_TASK TO CARRY OUT_
Count the lines in the records below that contain the word "every" with the same capitalization, and give only that number.

_EXERCISE INPUT_
- - - - - - -

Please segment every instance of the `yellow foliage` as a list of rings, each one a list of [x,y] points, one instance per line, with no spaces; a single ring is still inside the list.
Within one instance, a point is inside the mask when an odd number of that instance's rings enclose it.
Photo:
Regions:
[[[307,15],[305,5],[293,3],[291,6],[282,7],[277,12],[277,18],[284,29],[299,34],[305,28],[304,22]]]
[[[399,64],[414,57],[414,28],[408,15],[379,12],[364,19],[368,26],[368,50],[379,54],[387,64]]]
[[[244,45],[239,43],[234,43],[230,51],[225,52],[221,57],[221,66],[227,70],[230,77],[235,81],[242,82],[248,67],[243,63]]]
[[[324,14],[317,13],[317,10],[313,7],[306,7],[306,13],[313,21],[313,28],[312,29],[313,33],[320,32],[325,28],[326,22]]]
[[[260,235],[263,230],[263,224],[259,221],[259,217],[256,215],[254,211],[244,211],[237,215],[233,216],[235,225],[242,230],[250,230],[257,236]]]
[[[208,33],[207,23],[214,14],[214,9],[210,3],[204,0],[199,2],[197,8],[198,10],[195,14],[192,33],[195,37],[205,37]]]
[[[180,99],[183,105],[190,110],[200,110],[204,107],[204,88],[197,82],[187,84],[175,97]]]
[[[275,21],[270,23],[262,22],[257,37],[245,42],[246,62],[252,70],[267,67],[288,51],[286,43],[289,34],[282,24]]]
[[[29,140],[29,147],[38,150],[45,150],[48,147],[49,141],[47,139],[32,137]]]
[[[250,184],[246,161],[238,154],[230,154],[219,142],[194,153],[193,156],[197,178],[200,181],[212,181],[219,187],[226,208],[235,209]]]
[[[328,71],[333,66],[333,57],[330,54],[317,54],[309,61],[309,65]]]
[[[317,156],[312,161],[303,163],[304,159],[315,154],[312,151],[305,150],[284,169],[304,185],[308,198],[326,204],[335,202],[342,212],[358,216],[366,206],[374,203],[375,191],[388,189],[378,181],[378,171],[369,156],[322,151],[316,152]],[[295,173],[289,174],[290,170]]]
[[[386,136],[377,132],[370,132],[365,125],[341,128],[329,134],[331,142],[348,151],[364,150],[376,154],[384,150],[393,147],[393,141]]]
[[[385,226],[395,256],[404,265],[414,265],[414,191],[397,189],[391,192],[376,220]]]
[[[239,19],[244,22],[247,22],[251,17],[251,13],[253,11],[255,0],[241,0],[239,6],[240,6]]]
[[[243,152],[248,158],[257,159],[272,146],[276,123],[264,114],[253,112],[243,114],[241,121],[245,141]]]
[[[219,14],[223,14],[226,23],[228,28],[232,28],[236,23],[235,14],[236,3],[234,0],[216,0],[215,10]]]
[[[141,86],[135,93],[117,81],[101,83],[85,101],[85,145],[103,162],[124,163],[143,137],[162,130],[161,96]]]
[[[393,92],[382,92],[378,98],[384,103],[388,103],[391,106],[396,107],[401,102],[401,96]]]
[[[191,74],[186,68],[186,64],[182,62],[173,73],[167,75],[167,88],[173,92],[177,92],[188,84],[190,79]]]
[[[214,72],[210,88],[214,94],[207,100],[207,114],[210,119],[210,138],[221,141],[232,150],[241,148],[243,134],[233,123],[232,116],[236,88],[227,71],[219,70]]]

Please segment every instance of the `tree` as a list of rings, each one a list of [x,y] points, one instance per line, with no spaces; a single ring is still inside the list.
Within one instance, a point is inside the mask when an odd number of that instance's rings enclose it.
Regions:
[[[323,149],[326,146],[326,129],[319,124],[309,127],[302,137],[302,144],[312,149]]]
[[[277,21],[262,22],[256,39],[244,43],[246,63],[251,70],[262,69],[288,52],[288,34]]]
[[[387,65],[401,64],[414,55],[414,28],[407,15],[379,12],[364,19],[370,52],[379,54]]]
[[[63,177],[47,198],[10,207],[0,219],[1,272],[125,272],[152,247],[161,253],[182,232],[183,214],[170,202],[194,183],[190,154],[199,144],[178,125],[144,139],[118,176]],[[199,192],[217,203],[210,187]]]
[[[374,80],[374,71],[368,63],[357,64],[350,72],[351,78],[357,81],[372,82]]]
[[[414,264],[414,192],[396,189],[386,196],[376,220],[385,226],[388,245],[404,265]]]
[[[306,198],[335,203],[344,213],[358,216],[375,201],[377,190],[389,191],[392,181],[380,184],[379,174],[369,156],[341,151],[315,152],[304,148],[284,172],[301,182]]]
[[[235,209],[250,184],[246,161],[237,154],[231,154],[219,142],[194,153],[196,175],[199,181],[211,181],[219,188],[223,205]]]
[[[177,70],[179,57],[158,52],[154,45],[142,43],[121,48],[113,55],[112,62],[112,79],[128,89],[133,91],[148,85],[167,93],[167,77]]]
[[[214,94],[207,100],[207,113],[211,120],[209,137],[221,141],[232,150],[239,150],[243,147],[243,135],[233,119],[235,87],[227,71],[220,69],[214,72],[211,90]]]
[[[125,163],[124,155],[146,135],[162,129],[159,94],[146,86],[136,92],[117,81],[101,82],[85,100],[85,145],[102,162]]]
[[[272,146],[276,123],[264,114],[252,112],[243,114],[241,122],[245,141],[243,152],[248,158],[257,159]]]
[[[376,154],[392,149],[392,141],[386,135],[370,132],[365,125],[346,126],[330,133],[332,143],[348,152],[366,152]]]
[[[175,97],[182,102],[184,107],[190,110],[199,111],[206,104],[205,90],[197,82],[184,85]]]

- - - - - - -

_SOLUTION TO THE PROBLEM_
2